Originally posted at CALmatters.
By Glen Martin.
In civil liberties circles, she is known by the pseudonym of Elizabeth James—a retiree from the phone company who was contemplating a cross-country trip with her machinist husband. The two had worked for decades, raising two children and caring for her developmentally disabled sister, who lived in a home the couple had bought and remodeled in East Palo Alto, two blocks from their own bungalow. But their plans were upended when East Palo Alto police raided their sister’s home and arrested the James’s son, who had been living in a back room, for drug-dealing.
Although Elizabeth James was never charged with a crime—she insisted she didn’t know what her son was up to— city police were working with federal authorities who evicted her disabled sister and seized the house under a process known as civil asset forfeiture.
Federal records show that in 2014, the last year reported, 220 California law enforcement agencies partnered up with federal prosecutors to instigate civil asset forfeiture, allowing them to seize and liquidate the assets of people who weren’t convicted or even charged with crimes.
The putative goal of civil asset forfeiture is simple: to deny drug dealers working capital and divert the value of their assets to crime-fighting efforts. But a growing chorus of critics from both the left and right have condemned it as “policing for profit,” arguing that it strips citizens of their goodswithout due process.
After overcoming objections from some in law enforcement, a bill to curtail the practice cleared the Legislature by a wide margin and is awaiting Gov. Jerry Brown’s signature.
“SB 443 isn’t the platinum reform standard for civil asset forfeiture, but it’s still a very good bill,” said Lee McGrath, the legislative counsel for the Institute for Justice, a Virginia-based libertarian public interest law firm. “More to the point, this is a California bill. When California does something, everybody in the nation pays attention.”
California state law already prevents civil asset forfeiture in most state cases—an exception being large bundles of cash—unless the owner is convicted of a crime. But it allows state and local police to collaborate on drug cases with the federal government, which not only doesn’t require convictions for civil asset forfeiture, but rewards the cooperating agencies with up to 80 percent of the value of the seized assets.
The result in California: a relative leveling in the number of state civil asset forfeitures under state law over the past decade, but a big surge in the federal variety. A state Senate bill analysisindicates that the amount California agencies collected under the federal asset forfeiture program in 2014 was $77 million, marking a 133 percent increase over the amount collected just 10 years ago.
In California, police increasingly rely on funds from federal asset forfeiture
“Local and state agencies have been inappropriately incentivized to kick their cases to the federal courts, circumventing state law and undermining state authority,” McGrath said.

▶ **DO THIS**:
Reproduce verbatim the portion of the civil asset forfeiture article running from "Originally posted at" to "room, for drug-dealing.".

[Dataset excerpts on pointing to objects]
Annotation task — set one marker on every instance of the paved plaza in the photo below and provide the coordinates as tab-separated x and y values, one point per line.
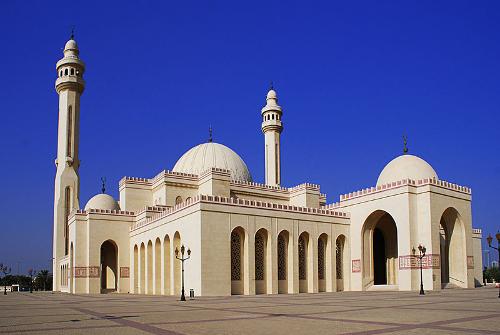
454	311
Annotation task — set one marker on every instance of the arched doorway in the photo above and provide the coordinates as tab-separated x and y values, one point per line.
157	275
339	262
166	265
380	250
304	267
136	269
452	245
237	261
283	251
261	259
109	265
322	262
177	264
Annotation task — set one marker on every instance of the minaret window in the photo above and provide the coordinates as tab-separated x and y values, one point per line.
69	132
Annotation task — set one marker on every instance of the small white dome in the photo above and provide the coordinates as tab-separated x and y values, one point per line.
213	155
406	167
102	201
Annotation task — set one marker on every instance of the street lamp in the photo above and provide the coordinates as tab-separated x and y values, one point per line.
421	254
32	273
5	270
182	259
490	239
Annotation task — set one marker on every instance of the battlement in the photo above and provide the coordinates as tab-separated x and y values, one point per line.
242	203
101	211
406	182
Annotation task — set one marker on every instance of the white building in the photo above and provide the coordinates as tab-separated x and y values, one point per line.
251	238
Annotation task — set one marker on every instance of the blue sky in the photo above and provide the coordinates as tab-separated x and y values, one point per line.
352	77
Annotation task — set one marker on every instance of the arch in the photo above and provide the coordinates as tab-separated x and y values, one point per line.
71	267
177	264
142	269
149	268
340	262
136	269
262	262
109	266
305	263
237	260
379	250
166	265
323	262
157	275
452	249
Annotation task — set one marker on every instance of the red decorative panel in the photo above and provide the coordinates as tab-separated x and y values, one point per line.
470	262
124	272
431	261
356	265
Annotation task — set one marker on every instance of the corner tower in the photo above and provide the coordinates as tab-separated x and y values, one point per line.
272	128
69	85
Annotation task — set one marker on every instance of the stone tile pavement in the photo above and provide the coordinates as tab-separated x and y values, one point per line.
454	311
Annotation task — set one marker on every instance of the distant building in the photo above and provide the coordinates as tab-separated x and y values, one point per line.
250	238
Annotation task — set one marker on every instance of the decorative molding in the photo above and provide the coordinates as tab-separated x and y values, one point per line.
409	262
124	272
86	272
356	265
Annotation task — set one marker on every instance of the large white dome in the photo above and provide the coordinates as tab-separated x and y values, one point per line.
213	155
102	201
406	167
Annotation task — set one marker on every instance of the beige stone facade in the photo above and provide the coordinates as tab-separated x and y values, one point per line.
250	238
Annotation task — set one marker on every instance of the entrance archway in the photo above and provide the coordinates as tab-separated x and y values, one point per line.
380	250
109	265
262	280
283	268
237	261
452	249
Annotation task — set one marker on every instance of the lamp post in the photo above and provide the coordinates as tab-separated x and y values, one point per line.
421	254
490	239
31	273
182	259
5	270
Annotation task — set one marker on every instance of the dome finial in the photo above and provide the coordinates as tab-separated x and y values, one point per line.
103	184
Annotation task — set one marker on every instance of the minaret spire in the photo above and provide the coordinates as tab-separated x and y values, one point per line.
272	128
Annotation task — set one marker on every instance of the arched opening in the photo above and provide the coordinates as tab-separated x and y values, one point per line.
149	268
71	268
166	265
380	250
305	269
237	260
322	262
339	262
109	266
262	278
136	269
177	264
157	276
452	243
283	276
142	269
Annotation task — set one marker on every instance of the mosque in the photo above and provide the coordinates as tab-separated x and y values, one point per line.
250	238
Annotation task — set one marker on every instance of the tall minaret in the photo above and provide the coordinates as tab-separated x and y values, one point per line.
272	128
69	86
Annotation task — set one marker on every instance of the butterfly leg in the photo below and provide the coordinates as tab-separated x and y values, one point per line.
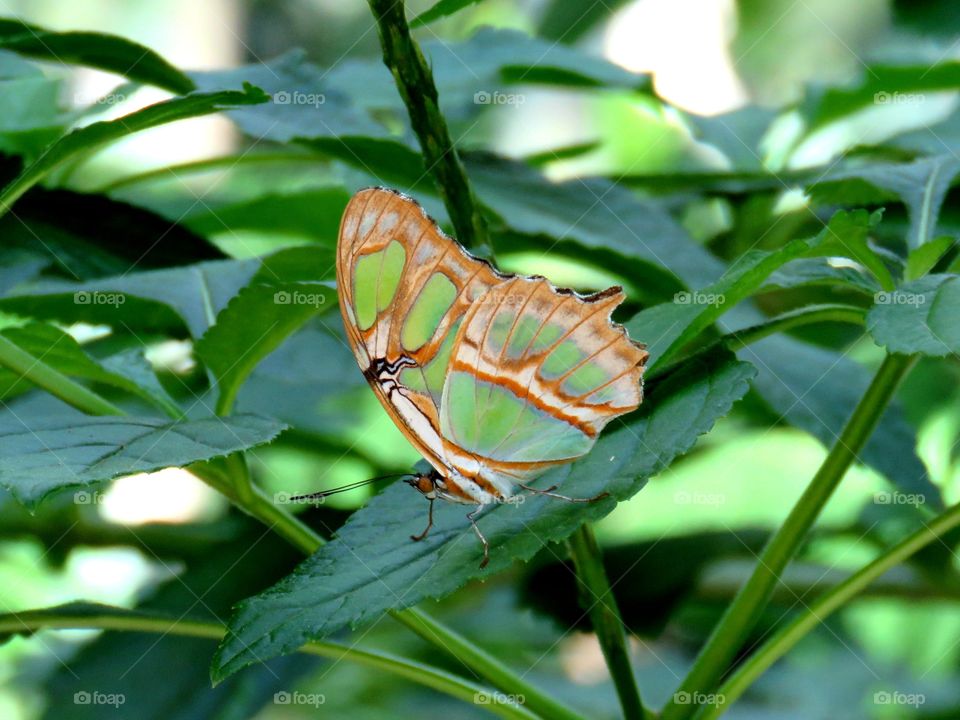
--
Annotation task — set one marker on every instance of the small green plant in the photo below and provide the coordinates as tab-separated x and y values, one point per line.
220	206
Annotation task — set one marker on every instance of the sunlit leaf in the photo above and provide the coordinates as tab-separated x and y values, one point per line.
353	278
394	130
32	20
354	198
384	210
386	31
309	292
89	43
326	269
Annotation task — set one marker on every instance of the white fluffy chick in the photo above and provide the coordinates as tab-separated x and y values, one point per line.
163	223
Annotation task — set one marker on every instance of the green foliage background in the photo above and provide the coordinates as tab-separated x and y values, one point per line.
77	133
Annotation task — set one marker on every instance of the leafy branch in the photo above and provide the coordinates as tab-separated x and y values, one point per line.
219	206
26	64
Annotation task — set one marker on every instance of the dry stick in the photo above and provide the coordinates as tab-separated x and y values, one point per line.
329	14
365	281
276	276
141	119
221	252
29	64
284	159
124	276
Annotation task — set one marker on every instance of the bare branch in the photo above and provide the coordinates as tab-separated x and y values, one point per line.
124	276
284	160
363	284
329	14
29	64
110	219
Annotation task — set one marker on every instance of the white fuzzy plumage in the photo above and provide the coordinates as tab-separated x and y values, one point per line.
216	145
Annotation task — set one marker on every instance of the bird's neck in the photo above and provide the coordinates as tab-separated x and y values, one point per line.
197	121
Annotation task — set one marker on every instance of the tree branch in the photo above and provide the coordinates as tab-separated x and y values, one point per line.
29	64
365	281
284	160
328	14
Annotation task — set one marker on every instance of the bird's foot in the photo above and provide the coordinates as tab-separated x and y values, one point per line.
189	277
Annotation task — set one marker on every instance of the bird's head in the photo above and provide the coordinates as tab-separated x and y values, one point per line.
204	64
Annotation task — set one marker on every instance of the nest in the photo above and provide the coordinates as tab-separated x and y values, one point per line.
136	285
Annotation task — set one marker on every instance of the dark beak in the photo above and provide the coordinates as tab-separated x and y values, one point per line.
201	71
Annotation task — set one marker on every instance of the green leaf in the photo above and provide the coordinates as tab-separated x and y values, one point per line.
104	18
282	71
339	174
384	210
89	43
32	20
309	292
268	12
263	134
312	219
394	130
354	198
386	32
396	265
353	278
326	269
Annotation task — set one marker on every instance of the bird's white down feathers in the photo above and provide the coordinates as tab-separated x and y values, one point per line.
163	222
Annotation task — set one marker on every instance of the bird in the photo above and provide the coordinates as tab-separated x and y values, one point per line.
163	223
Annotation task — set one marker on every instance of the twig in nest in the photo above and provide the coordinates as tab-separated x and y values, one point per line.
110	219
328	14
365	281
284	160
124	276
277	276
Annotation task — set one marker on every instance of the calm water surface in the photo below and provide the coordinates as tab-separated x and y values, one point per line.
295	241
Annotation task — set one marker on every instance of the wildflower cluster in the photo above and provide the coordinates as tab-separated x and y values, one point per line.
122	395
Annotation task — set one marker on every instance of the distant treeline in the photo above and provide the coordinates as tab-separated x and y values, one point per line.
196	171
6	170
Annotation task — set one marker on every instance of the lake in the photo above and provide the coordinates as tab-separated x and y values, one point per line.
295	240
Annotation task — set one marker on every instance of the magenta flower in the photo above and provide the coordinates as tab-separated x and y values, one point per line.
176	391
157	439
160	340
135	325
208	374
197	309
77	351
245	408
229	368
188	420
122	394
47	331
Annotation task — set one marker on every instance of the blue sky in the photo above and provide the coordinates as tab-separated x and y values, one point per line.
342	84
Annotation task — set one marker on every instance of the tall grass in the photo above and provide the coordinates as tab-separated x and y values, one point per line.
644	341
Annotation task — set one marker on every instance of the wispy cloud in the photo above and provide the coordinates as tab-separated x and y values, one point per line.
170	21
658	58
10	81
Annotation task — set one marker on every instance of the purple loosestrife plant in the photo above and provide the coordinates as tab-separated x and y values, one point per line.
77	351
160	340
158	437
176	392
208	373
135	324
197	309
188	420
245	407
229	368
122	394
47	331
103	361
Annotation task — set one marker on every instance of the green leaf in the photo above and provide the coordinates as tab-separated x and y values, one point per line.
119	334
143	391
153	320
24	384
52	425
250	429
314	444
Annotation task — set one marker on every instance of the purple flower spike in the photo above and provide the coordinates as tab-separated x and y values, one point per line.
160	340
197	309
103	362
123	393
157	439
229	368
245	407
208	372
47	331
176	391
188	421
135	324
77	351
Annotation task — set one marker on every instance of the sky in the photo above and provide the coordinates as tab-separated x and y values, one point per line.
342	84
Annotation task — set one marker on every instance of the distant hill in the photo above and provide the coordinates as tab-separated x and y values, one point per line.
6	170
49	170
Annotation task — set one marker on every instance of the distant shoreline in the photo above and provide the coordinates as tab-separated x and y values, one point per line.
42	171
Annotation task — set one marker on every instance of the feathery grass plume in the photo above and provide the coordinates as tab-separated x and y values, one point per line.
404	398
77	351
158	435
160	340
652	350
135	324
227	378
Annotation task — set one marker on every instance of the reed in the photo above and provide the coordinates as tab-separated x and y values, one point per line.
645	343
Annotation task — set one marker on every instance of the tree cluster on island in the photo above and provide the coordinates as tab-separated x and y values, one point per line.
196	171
---
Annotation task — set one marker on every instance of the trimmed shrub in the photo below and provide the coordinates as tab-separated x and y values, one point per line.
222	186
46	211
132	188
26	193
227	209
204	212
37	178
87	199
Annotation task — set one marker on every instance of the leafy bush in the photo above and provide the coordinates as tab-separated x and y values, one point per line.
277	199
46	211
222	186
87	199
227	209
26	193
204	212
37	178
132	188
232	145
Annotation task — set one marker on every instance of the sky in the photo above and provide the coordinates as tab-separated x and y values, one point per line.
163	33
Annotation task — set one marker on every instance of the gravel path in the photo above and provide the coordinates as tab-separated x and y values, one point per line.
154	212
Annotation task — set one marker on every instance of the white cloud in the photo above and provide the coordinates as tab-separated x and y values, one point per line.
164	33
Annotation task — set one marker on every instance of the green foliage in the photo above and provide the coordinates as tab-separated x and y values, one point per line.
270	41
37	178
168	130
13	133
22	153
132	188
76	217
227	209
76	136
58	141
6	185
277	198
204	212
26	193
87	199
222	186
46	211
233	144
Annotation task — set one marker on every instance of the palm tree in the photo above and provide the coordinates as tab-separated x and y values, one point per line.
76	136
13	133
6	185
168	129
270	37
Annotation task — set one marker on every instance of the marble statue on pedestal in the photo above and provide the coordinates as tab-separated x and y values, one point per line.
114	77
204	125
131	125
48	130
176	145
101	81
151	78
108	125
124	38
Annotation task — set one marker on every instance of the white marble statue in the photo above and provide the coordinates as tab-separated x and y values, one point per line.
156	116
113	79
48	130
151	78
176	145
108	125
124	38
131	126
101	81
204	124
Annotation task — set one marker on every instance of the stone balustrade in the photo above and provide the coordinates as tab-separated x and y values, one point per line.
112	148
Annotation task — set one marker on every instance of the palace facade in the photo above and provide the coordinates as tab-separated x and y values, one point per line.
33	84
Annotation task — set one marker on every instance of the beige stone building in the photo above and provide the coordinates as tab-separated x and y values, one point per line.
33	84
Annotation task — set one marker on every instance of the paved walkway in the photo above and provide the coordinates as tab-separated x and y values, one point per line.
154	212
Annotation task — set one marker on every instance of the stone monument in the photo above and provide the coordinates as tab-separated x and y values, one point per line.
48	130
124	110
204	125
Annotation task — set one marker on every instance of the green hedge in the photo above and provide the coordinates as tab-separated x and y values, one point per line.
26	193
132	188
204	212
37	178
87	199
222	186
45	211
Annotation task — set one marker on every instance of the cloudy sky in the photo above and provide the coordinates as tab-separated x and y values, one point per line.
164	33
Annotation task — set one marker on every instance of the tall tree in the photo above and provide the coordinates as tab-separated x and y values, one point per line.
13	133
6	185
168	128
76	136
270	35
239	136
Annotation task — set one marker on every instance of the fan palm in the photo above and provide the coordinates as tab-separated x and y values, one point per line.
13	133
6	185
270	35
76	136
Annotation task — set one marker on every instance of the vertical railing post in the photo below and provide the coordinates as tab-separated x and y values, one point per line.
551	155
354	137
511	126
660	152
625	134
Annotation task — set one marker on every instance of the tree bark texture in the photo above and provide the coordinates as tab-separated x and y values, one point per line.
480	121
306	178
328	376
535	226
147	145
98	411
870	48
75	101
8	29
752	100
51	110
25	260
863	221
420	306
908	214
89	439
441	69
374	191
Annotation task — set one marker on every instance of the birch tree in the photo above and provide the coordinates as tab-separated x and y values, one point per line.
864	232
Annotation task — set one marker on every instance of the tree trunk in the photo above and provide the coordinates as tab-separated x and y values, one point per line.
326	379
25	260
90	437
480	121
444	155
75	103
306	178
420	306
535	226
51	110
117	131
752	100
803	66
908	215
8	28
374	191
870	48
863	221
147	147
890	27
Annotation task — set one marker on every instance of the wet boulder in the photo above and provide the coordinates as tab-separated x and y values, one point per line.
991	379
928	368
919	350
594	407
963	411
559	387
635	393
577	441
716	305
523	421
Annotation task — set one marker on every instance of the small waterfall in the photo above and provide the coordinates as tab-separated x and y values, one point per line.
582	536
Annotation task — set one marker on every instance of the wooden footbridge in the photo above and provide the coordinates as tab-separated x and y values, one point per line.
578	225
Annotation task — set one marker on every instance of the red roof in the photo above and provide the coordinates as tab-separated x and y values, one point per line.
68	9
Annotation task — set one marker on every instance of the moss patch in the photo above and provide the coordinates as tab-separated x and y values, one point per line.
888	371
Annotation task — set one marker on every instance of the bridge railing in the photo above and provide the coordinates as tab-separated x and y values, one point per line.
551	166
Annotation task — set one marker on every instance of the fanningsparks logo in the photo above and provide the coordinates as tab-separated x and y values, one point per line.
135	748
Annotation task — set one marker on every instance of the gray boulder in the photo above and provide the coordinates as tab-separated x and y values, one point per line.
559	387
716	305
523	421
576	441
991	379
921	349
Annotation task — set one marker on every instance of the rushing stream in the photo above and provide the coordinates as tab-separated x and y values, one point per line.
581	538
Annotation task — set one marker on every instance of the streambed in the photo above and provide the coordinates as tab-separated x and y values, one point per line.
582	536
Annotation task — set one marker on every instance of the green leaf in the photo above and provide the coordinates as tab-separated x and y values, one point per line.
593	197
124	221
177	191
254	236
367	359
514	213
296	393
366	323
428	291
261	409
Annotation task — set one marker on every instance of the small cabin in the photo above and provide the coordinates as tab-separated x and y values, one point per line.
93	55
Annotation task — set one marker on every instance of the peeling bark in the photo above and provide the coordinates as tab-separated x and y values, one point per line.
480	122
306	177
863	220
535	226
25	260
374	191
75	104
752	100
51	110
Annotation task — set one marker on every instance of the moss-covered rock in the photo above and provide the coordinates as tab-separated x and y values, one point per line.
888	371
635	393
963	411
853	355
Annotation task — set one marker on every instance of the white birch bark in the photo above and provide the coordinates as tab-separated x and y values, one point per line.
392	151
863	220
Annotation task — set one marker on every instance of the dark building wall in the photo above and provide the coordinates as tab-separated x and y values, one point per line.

▶ **OUTPUT OF THE EXERCISE**:
Originally posted at CALmatters.
By Glen Martin.
In civil liberties circles, she is known by the pseudonym of Elizabeth James—a retiree from the phone company who was contemplating a cross-country trip with her machinist husband. The two had worked for decades, raising two children and caring for her developmentally disabled sister, who lived in a home the couple had bought and remodeled in East Palo Alto, two blocks from their own bungalow. But their plans were upended when East Palo Alto police raided their sister’s home and arrested the James’s son, who had been living in a back room, for drug-dealing.